SELECTION:
■ ■ ■ ■ ■ ■ ■

President Biden and the leaders of the world’s leading democracies convened Sunday for the annual Group of Seven summit, displaying resolve — and a bit of levity — in maintaining their commitment to supporting Ukraine as they seek to address global economic woes, food shortages and the needs of the developing world.
As meetings got underway Sunday morning at Schloss Elmau, a historic chateau in the Bavarian Alps, Biden said the U.S. and its allies would announce a ban on imports of Russian gold in a new effort to deny Moscow an economic lifeline amid ongoing sanctions from the West.
“We have to stay together because Putin has been counting on, from the beginning, that somehow NATO would — and the G-7 — would splinter,” Biden said, referencing Russian President Vladimir Putin, as he began a meeting with German Chancellor Olaf Scholz. “But we haven’t and we’re not going to.”
Although a formal announcement of the ban on Russian gold is set for Tuesday, Biden tweeted about it on Sunday, declaring that the move would stop Moscow from profiting from “a major export that rakes in tens of billions of dollars.”
The G-7 leaders also mocked Putin as they posed for a photo at the start of a meeting. As he sat down at a round table, British Prime Minister Boris Johnson asked the others about whether to keep his suit jacket on. “We have to show we’re tougher than Putin,” Johnson joked. Canadian Prime Minister Justin Trudeau joked back: “Bare-chested horseback ride,” referencing a photo of the Russian leader from years ago.

■ ■ ■ ■ ■ ■ ■

PROVIDED RECORDS:
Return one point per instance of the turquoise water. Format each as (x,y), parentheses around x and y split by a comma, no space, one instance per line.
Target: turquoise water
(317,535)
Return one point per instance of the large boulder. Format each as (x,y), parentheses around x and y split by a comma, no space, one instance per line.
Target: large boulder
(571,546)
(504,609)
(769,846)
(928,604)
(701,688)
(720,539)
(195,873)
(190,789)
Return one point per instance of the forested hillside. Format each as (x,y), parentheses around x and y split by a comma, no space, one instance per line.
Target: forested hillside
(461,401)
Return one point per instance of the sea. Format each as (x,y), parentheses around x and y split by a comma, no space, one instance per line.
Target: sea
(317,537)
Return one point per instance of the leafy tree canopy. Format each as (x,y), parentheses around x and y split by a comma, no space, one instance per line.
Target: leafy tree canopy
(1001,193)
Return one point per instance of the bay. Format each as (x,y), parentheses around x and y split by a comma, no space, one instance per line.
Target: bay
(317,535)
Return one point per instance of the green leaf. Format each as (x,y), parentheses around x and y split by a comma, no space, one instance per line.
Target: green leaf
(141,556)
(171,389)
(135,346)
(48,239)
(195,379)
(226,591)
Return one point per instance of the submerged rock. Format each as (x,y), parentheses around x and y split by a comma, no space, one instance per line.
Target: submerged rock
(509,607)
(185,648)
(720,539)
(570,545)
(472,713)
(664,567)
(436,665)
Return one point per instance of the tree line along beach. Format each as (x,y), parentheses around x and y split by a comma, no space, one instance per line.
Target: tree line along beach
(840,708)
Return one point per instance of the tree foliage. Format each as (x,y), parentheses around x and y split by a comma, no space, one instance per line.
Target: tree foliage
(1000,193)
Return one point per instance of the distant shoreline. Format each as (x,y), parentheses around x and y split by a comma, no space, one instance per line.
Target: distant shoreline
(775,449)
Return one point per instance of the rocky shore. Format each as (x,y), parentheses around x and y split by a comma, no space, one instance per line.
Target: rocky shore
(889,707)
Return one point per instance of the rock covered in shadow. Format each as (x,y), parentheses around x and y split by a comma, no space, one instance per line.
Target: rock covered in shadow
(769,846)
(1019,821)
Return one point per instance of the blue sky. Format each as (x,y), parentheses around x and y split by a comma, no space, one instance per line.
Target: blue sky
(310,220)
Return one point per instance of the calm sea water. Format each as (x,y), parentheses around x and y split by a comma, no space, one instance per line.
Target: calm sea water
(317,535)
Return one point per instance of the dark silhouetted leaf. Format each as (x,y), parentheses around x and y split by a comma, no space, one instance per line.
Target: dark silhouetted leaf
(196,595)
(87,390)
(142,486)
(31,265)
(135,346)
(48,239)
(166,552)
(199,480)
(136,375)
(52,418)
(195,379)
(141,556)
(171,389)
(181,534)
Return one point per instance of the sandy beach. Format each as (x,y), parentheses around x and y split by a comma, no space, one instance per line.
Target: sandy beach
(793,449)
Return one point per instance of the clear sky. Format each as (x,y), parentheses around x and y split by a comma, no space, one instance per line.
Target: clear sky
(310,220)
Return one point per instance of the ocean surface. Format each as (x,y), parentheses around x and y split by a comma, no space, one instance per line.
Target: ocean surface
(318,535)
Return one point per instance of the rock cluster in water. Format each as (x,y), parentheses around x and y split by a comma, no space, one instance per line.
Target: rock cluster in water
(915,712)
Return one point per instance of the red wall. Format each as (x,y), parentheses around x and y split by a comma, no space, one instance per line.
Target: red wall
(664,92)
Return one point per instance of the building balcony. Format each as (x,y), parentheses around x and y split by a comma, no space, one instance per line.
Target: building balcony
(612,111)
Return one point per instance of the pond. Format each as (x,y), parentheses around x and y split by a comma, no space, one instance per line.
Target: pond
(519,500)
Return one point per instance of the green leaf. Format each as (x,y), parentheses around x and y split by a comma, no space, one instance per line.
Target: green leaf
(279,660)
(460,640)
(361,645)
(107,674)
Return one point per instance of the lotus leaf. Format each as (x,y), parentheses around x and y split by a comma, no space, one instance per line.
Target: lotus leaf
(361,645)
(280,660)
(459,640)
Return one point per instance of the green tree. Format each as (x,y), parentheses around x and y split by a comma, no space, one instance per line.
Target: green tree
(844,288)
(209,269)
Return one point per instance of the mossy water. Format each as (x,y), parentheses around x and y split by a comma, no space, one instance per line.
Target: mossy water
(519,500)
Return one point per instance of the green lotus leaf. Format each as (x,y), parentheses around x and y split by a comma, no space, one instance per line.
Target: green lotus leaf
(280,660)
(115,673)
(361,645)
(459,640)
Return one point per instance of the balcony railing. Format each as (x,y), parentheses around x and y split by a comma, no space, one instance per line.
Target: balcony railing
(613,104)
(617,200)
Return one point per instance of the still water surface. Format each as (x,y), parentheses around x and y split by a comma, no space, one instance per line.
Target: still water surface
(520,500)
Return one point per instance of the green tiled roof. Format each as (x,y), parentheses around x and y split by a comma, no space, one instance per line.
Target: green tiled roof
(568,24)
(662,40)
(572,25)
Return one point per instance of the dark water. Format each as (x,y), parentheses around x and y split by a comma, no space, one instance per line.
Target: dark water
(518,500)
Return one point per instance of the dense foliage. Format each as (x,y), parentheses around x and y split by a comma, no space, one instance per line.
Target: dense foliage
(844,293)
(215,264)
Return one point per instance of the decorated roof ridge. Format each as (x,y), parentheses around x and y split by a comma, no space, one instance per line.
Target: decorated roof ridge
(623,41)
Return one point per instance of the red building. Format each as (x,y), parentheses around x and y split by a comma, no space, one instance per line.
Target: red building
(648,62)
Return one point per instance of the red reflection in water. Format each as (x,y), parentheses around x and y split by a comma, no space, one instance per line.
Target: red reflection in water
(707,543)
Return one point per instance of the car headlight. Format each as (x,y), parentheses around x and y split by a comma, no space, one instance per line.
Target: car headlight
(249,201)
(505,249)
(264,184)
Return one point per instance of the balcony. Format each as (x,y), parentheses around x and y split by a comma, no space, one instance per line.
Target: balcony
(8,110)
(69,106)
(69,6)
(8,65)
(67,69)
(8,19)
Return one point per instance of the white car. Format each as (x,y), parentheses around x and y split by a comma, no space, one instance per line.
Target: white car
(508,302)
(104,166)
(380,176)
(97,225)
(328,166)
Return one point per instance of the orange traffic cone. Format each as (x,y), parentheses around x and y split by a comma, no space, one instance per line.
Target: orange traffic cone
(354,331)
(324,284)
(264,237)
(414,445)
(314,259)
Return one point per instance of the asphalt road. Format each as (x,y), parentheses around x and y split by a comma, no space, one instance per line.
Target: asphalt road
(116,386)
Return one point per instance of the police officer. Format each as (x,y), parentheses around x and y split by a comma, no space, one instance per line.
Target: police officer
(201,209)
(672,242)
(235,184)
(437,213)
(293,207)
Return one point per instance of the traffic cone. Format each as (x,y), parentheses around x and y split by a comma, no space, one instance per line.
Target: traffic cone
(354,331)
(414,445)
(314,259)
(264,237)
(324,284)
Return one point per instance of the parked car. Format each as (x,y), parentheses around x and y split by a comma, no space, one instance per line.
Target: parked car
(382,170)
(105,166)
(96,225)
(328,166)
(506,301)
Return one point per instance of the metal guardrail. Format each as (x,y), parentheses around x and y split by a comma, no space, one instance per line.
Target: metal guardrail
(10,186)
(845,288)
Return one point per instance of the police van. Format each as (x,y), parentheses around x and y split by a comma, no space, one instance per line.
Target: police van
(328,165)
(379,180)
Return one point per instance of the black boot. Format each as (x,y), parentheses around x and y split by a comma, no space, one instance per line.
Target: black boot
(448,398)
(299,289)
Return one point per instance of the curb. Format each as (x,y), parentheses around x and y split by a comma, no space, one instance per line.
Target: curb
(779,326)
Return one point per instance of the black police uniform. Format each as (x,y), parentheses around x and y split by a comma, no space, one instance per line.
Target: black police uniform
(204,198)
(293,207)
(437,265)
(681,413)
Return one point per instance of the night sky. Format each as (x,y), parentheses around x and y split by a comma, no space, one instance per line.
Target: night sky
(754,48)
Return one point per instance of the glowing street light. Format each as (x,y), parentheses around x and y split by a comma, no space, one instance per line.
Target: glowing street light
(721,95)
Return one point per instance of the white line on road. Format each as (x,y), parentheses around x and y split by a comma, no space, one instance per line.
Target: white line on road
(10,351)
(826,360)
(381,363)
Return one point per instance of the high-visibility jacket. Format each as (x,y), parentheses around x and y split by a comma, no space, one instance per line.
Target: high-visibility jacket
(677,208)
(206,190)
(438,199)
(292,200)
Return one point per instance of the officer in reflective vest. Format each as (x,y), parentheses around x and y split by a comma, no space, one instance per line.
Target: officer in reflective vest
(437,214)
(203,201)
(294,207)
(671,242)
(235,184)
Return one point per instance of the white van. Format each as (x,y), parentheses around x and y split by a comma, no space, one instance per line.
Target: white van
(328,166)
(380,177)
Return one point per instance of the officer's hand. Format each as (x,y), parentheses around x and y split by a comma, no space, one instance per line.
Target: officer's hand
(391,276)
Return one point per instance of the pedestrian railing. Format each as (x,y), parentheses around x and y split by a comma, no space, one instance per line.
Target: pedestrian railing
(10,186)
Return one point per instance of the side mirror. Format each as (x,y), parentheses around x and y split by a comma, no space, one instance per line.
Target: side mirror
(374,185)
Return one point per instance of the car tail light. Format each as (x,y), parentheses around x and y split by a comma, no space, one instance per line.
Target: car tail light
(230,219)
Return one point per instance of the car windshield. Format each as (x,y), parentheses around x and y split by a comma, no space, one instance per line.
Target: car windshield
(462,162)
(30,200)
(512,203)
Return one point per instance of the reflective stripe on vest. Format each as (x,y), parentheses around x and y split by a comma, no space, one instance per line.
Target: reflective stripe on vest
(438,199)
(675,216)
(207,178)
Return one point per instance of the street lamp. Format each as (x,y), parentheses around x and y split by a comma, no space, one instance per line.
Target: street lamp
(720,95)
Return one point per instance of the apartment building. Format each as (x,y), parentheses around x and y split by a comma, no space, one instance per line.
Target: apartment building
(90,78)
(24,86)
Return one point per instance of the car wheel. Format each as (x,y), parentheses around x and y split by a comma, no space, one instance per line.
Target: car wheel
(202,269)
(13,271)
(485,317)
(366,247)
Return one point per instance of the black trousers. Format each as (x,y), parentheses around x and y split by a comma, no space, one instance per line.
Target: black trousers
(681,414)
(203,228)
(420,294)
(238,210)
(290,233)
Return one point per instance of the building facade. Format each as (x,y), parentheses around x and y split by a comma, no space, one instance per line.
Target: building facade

■ ■ ■ ■ ■ ■ ■

REQUIREMENTS:
1 > Answer these questions from the G-7 summit article:
(a) At what location did the meetings get underway on Sunday morning?
(b) On which day is the formal announcement of the ban on Russian gold set?
(c) With whom was Biden beginning a meeting when he said "We have to stay together"?
2 > Transcribe the G-7 summit article from "The G-7 leaders" to "from years ago.".
3 > Pick up the G-7 summit article after its last sentence and keep writing it.

ANSWERS IN ORDER:
1 >
(a) Schloss Elmau, a historic chateau in the Bavarian Alps.
(b) Tuesday.
(c) German Chancellor Olaf Scholz.

2 >
The G-7 leaders also mocked Putin as they posed for a photo at the start of a meeting. As he sat down at a round table, British Prime Minister Boris Johnson asked the others about whether to keep his suit jacket on. “We have to show we’re tougher than Putin,” Johnson joked. Canadian Prime Minister Justin Trudeau joked back: “Bare-chested horseback ride,” referencing a photo of the Russian leader from years ago.

3 >
The jocular banter came just hours after Russian forces launched a brutal missile attack on civilian targets in Ukraine’s capital city of Kyiv, a clear signal from Putin that he is not relenting in his ongoing war, despite the pressure campaign from G-7 nations and NATO.
Asked moments earlier to comment on the shelling, Biden was more serious, calling it “more of their barbarism.”
Ukraine’s President Volodymyr Zelenskyy is scheduled on Monday to deliver a virtual address to the G-7, which also includes the leaders of France, Italy, Japan and the European Union.
Meetings Sunday focused on addressing impacts of the war — rising inflation, energy disruptions and worsening food shortages — as well as the rollout of a revamped infrastructure bank aimed at offering developing countries financing alternatives to China’s $4-trillion Belt and Road Initiative, which has been criticized for increasing corruption and violating labor, environmental and other standards.
A year after first declaring their intent to form such an entity, G-7 leaders announced a plan to mobilize nearly $600 billion in global capital over the next five years to help smaller countries fund infrastructure improvements through what’s being called the Partnership for Global Infrastructure and Investment.
A third of that — $200 billion — will come from the U.S. through a mix of grants, public funding and private investments. An administration official who briefed reporters on the initiative wouldn’t say how much public money Washington was committing.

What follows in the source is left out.